**Source material**

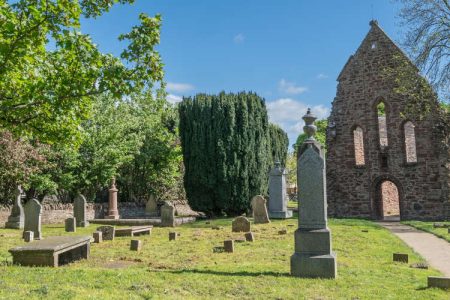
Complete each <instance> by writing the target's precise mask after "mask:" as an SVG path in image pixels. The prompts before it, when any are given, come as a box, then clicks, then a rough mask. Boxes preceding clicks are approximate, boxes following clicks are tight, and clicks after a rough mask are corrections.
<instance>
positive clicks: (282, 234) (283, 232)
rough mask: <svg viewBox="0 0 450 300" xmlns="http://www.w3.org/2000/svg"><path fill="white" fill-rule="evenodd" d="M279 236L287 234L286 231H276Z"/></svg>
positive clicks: (281, 230)
mask: <svg viewBox="0 0 450 300" xmlns="http://www.w3.org/2000/svg"><path fill="white" fill-rule="evenodd" d="M278 234H279V235H283V234H287V229H281V230H279V231H278Z"/></svg>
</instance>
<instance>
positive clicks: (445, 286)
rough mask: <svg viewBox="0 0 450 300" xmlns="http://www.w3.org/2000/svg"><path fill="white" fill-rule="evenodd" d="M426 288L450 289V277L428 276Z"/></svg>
mask: <svg viewBox="0 0 450 300" xmlns="http://www.w3.org/2000/svg"><path fill="white" fill-rule="evenodd" d="M428 287H437V288H441V289H450V277H436V276H428Z"/></svg>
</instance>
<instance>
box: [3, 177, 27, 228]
mask: <svg viewBox="0 0 450 300" xmlns="http://www.w3.org/2000/svg"><path fill="white" fill-rule="evenodd" d="M24 197H25V195H24V193H23V190H22V187H21V186H20V185H19V186H18V187H17V191H16V199H15V200H14V205H13V207H12V209H11V215H10V216H9V217H8V222H6V224H5V228H13V229H22V228H23V226H24V222H25V214H24V212H23V207H22V198H24Z"/></svg>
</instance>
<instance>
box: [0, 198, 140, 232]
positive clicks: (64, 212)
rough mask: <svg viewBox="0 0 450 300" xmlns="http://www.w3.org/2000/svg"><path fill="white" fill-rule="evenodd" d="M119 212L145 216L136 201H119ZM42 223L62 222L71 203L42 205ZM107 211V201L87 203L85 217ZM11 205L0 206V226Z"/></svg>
mask: <svg viewBox="0 0 450 300" xmlns="http://www.w3.org/2000/svg"><path fill="white" fill-rule="evenodd" d="M118 205H119V214H120V217H121V218H122V219H136V218H145V217H146V215H145V206H143V205H139V204H136V203H127V202H119V203H118ZM42 209H43V210H42V224H57V223H64V220H65V219H67V218H70V217H73V205H72V204H71V203H54V204H53V203H52V204H48V203H47V204H43V205H42ZM107 211H108V203H104V204H98V203H95V204H94V203H88V206H87V210H86V213H87V218H88V220H90V219H95V218H103V217H104V216H105V214H106V212H107ZM10 213H11V206H0V227H4V226H5V222H6V221H7V220H8V216H9V215H10Z"/></svg>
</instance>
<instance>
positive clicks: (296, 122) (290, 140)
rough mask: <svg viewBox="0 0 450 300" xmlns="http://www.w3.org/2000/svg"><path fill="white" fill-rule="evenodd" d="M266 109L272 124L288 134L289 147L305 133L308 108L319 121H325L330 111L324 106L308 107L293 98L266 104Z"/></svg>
mask: <svg viewBox="0 0 450 300" xmlns="http://www.w3.org/2000/svg"><path fill="white" fill-rule="evenodd" d="M266 107H267V111H268V114H269V120H270V122H272V123H275V124H278V125H279V126H280V127H281V128H282V129H283V130H284V131H286V133H287V134H288V137H289V145H292V144H293V143H295V140H296V139H297V136H298V135H299V134H300V133H303V126H304V125H305V123H304V122H303V119H302V117H303V116H304V115H305V114H306V111H307V109H308V107H310V108H311V111H312V113H313V114H314V115H315V116H316V117H317V119H318V120H320V119H325V118H327V117H328V115H329V109H328V108H327V107H325V106H323V105H308V104H306V103H303V102H301V101H296V100H294V99H292V98H281V99H278V100H275V101H271V102H266ZM289 150H291V149H289Z"/></svg>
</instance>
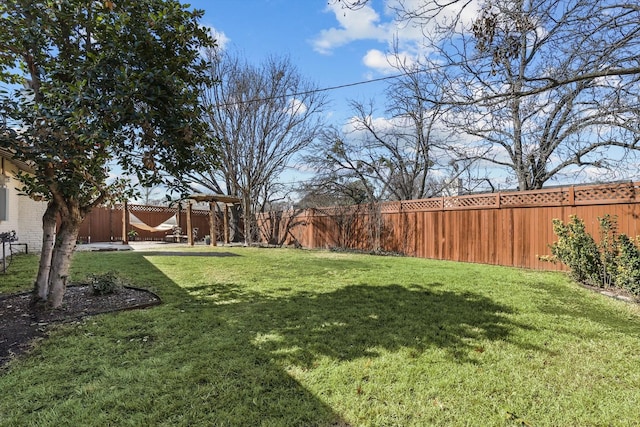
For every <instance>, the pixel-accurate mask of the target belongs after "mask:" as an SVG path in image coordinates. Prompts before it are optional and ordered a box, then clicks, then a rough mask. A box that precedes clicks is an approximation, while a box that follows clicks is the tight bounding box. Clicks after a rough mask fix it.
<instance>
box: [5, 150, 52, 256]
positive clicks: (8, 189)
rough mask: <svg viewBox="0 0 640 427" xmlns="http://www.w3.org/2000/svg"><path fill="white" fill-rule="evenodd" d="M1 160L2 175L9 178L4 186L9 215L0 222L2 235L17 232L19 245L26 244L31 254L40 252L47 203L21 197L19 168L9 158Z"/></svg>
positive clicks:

**Action item**
Find the lines of the listing above that hold "tight". Please copy them.

**Result of the exercise**
Complete each <instance> by writing the target's precise mask after "mask:" as an SVG path in image pixels. The prompts before it, when any are given, come as a box, then clicks, then a rough mask. Boxes preceding clicks are approximate, boxes following clicks are tight, and clicks after a rough mask are corrections.
For every <instance>, the pixel-accurate mask of the target belongs after "mask:" as an SVG path in image coordinates. Prompts before it are optional and ordered a box, then clicks, then a rough mask. A box that precedes clicks is an approximation, while a box that follows clicks is the tight bounding box. Clicks after a rough mask fix it.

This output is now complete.